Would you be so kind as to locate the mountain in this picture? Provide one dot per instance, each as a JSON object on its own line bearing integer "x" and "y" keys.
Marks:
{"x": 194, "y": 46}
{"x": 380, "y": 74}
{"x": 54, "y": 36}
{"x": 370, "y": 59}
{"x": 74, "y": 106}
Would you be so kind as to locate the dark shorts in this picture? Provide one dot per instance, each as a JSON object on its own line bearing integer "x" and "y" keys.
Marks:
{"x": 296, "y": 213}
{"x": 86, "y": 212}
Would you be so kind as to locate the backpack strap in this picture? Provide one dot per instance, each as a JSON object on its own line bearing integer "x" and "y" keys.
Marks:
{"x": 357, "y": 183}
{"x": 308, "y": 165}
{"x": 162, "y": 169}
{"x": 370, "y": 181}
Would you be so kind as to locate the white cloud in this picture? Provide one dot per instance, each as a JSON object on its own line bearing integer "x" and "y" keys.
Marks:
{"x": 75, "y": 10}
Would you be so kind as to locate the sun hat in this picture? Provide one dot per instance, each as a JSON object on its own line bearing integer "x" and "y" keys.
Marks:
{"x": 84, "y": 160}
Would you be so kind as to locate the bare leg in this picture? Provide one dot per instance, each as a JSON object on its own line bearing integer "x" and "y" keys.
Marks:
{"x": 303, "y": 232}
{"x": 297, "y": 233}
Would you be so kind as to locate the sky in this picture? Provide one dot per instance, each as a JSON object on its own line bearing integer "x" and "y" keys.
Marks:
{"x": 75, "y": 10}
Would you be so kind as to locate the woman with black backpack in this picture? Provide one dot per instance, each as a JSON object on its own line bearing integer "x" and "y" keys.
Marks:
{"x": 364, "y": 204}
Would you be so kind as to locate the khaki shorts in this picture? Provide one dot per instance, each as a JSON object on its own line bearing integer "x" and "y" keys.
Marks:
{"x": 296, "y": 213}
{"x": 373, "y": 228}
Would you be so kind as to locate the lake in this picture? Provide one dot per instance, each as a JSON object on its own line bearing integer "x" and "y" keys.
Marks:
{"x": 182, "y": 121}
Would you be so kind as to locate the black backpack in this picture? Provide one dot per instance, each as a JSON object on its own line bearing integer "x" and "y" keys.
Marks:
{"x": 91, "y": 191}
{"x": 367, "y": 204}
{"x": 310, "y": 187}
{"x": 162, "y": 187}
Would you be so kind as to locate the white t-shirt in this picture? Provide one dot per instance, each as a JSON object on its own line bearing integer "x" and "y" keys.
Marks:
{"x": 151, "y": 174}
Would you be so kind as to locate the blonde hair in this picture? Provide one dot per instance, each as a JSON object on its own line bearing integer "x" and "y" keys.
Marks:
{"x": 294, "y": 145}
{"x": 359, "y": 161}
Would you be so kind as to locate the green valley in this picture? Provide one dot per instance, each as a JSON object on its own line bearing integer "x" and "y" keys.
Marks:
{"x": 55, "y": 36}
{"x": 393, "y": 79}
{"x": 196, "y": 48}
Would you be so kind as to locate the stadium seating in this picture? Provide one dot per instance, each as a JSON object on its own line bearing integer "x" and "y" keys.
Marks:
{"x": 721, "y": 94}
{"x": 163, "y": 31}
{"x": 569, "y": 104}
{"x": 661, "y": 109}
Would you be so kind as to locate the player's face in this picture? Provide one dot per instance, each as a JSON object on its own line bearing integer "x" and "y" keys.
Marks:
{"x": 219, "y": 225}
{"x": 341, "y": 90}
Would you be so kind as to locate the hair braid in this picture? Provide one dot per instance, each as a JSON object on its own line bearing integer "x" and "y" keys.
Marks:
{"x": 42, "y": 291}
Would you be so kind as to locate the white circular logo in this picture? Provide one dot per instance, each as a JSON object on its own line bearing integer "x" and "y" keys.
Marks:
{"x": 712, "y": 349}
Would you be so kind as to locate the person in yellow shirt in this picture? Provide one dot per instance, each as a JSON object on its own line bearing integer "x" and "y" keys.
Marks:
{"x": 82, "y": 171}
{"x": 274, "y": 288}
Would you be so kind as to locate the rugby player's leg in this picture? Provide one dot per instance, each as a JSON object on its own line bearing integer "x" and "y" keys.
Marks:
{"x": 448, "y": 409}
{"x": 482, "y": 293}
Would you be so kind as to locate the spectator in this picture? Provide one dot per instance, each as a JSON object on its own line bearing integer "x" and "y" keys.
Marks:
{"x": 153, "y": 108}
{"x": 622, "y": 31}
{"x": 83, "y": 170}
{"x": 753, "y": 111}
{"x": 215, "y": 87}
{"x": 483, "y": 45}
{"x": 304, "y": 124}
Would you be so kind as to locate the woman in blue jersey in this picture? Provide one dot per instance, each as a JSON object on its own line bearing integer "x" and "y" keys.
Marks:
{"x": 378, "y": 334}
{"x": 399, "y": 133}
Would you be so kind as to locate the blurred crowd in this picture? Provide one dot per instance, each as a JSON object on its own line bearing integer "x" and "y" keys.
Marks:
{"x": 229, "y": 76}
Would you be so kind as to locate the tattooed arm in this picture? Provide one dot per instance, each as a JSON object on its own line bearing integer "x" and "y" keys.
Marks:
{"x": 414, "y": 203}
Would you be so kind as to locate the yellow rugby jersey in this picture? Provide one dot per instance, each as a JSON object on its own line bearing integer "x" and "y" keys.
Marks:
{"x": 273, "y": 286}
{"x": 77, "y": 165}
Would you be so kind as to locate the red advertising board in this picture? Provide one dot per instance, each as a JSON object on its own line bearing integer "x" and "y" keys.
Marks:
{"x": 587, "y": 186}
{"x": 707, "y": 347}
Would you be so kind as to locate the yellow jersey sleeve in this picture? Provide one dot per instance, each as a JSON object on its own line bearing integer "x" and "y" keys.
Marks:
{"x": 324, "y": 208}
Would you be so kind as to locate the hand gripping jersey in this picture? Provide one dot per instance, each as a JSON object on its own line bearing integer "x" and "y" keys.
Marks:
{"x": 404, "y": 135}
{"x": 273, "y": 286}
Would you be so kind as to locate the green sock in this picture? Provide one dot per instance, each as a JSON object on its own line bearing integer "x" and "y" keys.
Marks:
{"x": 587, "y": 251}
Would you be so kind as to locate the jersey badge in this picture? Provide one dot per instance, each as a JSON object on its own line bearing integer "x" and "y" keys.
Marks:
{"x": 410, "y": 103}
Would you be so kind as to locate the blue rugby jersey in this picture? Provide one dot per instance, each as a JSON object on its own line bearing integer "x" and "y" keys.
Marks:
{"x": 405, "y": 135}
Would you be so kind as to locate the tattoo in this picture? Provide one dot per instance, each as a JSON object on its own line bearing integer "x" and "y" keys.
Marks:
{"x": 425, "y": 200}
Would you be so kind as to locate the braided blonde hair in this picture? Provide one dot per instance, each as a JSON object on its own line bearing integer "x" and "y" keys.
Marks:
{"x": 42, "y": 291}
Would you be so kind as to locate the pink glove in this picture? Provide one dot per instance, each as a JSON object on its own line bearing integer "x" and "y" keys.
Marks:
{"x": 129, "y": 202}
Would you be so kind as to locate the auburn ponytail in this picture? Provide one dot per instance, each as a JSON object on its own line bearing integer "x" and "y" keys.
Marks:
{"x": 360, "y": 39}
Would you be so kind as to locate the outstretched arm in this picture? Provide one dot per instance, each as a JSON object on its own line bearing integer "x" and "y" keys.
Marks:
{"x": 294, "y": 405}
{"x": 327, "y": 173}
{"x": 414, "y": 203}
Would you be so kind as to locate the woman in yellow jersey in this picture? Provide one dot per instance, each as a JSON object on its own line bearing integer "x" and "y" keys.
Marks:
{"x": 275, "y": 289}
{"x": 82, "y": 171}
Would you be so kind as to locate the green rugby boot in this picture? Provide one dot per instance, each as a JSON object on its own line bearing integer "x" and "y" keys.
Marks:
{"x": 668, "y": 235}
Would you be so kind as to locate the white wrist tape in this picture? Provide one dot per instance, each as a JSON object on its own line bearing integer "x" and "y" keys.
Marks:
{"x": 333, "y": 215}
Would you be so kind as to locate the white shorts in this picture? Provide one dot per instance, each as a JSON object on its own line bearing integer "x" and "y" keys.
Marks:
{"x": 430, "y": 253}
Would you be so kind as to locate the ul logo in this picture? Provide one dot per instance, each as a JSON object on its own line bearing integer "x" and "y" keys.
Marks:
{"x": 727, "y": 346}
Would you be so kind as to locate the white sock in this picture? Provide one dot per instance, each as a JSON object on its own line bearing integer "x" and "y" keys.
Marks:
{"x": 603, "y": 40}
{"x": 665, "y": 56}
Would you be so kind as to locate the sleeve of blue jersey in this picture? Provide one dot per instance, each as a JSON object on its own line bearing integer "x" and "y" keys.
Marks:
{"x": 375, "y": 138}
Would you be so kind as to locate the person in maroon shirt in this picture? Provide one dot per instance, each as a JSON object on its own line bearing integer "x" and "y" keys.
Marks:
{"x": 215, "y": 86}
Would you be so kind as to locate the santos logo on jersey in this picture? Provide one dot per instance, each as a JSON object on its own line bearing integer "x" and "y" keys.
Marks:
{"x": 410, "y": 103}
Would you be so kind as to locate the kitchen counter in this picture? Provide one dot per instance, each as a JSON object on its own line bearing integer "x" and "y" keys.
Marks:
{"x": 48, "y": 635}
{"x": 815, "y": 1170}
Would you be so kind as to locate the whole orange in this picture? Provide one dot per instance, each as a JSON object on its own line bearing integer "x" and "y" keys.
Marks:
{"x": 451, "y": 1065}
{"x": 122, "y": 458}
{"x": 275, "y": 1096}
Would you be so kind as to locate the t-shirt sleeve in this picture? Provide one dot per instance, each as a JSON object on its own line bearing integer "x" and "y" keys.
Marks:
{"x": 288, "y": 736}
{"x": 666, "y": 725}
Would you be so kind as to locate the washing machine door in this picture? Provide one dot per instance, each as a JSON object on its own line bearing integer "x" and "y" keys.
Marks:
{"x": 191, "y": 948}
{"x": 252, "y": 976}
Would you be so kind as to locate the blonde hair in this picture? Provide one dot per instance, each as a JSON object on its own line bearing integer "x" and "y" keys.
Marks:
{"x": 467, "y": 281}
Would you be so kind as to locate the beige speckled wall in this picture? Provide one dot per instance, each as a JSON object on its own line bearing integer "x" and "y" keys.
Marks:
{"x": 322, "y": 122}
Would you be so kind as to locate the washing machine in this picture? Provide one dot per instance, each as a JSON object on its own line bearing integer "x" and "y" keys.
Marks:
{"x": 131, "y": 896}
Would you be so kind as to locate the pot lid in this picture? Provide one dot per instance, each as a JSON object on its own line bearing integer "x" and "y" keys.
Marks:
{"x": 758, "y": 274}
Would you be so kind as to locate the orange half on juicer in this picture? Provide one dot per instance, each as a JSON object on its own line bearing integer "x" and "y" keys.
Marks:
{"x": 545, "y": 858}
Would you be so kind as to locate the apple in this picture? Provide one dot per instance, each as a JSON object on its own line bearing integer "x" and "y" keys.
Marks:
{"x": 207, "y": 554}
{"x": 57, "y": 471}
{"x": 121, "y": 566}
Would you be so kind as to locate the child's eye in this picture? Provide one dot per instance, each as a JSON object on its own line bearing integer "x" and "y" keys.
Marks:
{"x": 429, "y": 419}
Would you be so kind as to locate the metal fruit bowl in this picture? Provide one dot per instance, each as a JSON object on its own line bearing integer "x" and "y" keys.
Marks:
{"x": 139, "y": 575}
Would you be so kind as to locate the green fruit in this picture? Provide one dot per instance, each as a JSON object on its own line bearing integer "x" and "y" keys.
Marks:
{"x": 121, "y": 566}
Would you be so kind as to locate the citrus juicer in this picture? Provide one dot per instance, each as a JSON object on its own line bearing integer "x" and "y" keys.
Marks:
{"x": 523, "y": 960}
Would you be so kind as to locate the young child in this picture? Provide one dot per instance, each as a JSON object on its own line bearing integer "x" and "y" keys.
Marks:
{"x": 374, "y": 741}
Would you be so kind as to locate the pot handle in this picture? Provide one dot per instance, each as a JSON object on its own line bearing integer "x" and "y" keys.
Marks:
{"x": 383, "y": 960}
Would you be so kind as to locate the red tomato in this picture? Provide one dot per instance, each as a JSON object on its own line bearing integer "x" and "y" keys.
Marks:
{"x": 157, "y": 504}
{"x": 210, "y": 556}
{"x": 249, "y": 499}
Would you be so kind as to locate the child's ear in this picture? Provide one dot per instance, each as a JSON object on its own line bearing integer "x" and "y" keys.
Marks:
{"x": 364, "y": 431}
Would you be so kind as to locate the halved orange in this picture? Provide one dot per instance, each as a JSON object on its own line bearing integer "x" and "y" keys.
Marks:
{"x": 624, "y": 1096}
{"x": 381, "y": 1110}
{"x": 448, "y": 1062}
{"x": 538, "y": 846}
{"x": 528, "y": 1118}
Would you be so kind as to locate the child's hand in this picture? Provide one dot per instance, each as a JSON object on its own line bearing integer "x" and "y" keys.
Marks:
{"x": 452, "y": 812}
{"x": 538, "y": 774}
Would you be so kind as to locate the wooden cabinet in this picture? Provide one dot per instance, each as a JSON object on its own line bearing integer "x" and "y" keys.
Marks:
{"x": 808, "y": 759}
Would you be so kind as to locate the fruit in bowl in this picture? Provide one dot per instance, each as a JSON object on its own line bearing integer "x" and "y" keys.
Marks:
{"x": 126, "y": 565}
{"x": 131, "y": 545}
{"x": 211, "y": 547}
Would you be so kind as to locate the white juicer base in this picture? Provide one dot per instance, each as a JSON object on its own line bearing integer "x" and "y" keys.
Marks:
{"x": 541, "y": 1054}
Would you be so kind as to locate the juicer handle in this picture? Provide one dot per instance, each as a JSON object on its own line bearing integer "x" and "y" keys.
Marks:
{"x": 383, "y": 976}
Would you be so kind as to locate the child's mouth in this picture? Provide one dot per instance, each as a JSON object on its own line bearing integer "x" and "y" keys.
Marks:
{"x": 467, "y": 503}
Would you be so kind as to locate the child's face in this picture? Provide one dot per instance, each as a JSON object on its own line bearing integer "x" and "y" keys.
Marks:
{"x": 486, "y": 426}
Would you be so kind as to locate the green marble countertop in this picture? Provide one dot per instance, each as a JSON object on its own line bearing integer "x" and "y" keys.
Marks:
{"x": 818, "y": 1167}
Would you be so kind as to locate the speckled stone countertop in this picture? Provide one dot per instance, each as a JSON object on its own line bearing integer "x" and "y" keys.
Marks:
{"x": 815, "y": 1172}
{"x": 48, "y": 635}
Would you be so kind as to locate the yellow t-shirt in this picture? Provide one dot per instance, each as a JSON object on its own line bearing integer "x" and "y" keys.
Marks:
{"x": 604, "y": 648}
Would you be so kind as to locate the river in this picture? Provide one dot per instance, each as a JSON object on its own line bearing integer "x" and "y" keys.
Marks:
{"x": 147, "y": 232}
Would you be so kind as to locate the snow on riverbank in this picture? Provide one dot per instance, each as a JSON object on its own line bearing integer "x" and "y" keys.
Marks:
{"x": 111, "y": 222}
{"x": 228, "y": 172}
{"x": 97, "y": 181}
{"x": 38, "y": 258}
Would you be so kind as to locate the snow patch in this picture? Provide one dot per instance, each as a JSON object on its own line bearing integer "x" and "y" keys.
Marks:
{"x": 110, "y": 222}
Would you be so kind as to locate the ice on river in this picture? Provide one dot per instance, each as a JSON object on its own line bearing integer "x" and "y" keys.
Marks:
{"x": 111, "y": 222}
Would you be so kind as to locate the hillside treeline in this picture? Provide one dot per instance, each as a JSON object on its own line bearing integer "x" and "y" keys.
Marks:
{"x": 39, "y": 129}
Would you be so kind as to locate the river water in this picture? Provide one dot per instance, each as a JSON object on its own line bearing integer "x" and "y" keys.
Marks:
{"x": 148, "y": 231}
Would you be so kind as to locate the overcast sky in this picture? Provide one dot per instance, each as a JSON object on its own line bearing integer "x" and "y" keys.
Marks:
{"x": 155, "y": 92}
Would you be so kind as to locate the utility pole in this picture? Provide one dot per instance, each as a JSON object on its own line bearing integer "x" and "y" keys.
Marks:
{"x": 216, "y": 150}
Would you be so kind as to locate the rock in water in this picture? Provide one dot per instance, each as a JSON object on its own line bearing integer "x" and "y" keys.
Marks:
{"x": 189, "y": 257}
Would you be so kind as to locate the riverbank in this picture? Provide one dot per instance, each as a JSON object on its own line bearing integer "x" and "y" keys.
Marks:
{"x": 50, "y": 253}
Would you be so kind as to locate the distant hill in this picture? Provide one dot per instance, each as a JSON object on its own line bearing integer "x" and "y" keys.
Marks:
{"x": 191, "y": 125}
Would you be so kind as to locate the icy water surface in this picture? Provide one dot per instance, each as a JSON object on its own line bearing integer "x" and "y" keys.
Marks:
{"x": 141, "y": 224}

::::::::::

What this task involves: Starting at the line that contains "Would you be so kind as to locate the rock", output each remaining line of the listing, the last line included, exactly as it appears.

Response to the exercise:
Would you be so kind as to locate the rock in water in this picture? Provide one dot per instance, each as a JSON object on its own line bearing integer "x" and "y" keys.
Marks:
{"x": 189, "y": 257}
Would you be so kind as to locate the riverbank in this picture? Provide one dot per instance, each as a JSON object on its own line bearing integer "x" and "y" keys.
Marks:
{"x": 50, "y": 253}
Would you be so kind as to locate the distant hill in this picture? Provide one dot per instance, each as a JSON object on its own line bearing integer "x" and "y" keys.
Marks:
{"x": 191, "y": 125}
Would you be so kind as to locate the icy water surface in this picture? Provide one dot per instance, each as a JSON object on its own line bearing integer "x" and "y" keys.
Marks:
{"x": 141, "y": 224}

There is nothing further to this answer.